• **Exercise objective**
Copy all records verbatim.

○ ○ ○ ○

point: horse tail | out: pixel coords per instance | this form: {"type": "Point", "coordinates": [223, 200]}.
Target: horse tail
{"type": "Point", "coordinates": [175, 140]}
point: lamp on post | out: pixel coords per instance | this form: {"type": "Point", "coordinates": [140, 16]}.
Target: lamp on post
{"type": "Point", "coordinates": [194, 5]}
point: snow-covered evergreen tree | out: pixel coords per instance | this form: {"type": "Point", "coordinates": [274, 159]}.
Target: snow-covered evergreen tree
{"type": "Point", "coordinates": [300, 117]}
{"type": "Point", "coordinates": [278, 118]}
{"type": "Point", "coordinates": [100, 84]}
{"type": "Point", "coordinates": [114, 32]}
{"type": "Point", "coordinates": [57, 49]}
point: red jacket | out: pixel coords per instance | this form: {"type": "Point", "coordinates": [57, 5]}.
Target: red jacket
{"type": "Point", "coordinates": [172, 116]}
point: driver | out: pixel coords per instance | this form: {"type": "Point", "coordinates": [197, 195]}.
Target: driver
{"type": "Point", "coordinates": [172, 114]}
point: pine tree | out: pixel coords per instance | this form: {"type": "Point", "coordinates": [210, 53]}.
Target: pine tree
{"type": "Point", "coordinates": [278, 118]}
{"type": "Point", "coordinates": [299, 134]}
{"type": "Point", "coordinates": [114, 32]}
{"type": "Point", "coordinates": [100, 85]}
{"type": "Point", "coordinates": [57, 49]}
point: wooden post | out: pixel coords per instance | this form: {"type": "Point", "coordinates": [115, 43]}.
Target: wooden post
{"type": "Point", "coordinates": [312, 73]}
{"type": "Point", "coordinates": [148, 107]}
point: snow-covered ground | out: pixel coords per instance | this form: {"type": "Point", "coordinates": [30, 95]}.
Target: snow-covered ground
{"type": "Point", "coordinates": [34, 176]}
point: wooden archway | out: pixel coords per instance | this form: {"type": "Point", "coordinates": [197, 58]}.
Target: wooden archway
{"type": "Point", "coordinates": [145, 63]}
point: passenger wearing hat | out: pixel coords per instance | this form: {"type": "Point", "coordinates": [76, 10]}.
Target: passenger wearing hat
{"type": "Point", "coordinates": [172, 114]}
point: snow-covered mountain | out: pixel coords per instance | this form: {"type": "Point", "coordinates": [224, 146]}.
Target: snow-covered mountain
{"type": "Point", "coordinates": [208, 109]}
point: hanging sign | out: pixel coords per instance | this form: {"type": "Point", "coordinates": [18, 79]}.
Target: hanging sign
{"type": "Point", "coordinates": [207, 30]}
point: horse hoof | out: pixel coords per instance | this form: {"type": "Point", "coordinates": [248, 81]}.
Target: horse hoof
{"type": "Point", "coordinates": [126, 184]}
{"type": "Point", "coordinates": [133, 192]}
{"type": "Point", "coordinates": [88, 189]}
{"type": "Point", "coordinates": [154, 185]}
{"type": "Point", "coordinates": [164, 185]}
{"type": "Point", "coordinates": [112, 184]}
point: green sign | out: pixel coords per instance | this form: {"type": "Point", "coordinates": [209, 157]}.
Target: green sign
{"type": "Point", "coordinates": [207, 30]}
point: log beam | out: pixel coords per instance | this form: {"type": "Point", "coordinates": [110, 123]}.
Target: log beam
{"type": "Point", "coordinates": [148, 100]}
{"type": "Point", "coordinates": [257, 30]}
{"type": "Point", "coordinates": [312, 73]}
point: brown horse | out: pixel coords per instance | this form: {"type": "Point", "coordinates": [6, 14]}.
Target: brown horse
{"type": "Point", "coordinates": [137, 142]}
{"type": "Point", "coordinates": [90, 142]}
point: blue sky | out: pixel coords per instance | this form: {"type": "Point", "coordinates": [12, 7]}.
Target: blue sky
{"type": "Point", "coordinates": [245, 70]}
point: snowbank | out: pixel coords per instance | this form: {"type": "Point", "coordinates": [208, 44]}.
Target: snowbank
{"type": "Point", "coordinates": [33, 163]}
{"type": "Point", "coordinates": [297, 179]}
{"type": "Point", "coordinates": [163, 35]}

○ ○ ○ ○

• **Written reply**
point: horse tail | out: pixel coords per instance | this form: {"type": "Point", "coordinates": [223, 200]}.
Target: horse tail
{"type": "Point", "coordinates": [175, 140]}
point: lamp on post | out: pixel coords per instance | this form: {"type": "Point", "coordinates": [140, 16]}.
Target: lamp on post
{"type": "Point", "coordinates": [194, 5]}
point: snow-covered evergreen tree | out: pixel coords per instance | this form: {"type": "Point", "coordinates": [274, 159]}.
Target: snow-covered evergreen tree
{"type": "Point", "coordinates": [300, 117]}
{"type": "Point", "coordinates": [278, 118]}
{"type": "Point", "coordinates": [100, 84]}
{"type": "Point", "coordinates": [114, 32]}
{"type": "Point", "coordinates": [57, 49]}
point: red jacket | out: pixel coords per instance | this form: {"type": "Point", "coordinates": [57, 5]}.
Target: red jacket
{"type": "Point", "coordinates": [172, 116]}
point: driver | out: pixel coords per instance | this form: {"type": "Point", "coordinates": [197, 195]}.
Target: driver
{"type": "Point", "coordinates": [172, 114]}
point: pine tree | out: pixel coords per instance | this form: {"type": "Point", "coordinates": [210, 53]}.
Target: pine tree
{"type": "Point", "coordinates": [278, 118]}
{"type": "Point", "coordinates": [299, 134]}
{"type": "Point", "coordinates": [114, 32]}
{"type": "Point", "coordinates": [100, 85]}
{"type": "Point", "coordinates": [57, 49]}
point: wooden post | out: pixel coords per instance | this form: {"type": "Point", "coordinates": [115, 43]}.
Target: wooden post
{"type": "Point", "coordinates": [312, 73]}
{"type": "Point", "coordinates": [148, 107]}
point: snow-covered ground | out: pixel coords per instance | this form: {"type": "Point", "coordinates": [30, 95]}.
Target: snow-covered ground
{"type": "Point", "coordinates": [34, 176]}
point: wooden archway | out: pixel coords per instance | this form: {"type": "Point", "coordinates": [197, 58]}.
Target: wooden archway
{"type": "Point", "coordinates": [145, 63]}
point: passenger wearing hat | out: pixel coords per instance | this form: {"type": "Point", "coordinates": [76, 10]}.
Target: passenger wearing hat
{"type": "Point", "coordinates": [172, 114]}
point: snow-covered mountain | out: pixel coords per instance | this form: {"type": "Point", "coordinates": [224, 146]}.
Target: snow-covered mountain
{"type": "Point", "coordinates": [208, 109]}
point: hanging sign | out: pixel coords per instance | this form: {"type": "Point", "coordinates": [18, 79]}.
Target: hanging sign
{"type": "Point", "coordinates": [207, 30]}
point: horse hoof | out: pixel coords per instance | this form: {"type": "Point", "coordinates": [248, 81]}.
Target: horse hoof
{"type": "Point", "coordinates": [126, 184]}
{"type": "Point", "coordinates": [133, 192]}
{"type": "Point", "coordinates": [88, 189]}
{"type": "Point", "coordinates": [154, 185]}
{"type": "Point", "coordinates": [164, 185]}
{"type": "Point", "coordinates": [112, 184]}
point: green sign | out: pixel coords per instance | this form: {"type": "Point", "coordinates": [209, 157]}.
Target: green sign
{"type": "Point", "coordinates": [207, 30]}
point: log beam | out: pixel coords per instance | this form: {"type": "Point", "coordinates": [110, 123]}.
Target: log beam
{"type": "Point", "coordinates": [148, 100]}
{"type": "Point", "coordinates": [257, 30]}
{"type": "Point", "coordinates": [312, 73]}
point: brown horse | out: pixel coords per instance | this form: {"type": "Point", "coordinates": [6, 14]}.
Target: brown horse
{"type": "Point", "coordinates": [137, 142]}
{"type": "Point", "coordinates": [90, 142]}
point: blue sky | out: pixel coords per instance | this form: {"type": "Point", "coordinates": [12, 7]}.
Target: blue sky
{"type": "Point", "coordinates": [245, 70]}
point: snowbank | out: pixel coords per instance | this form: {"type": "Point", "coordinates": [208, 44]}.
Target: snowbank
{"type": "Point", "coordinates": [33, 163]}
{"type": "Point", "coordinates": [297, 179]}
{"type": "Point", "coordinates": [163, 35]}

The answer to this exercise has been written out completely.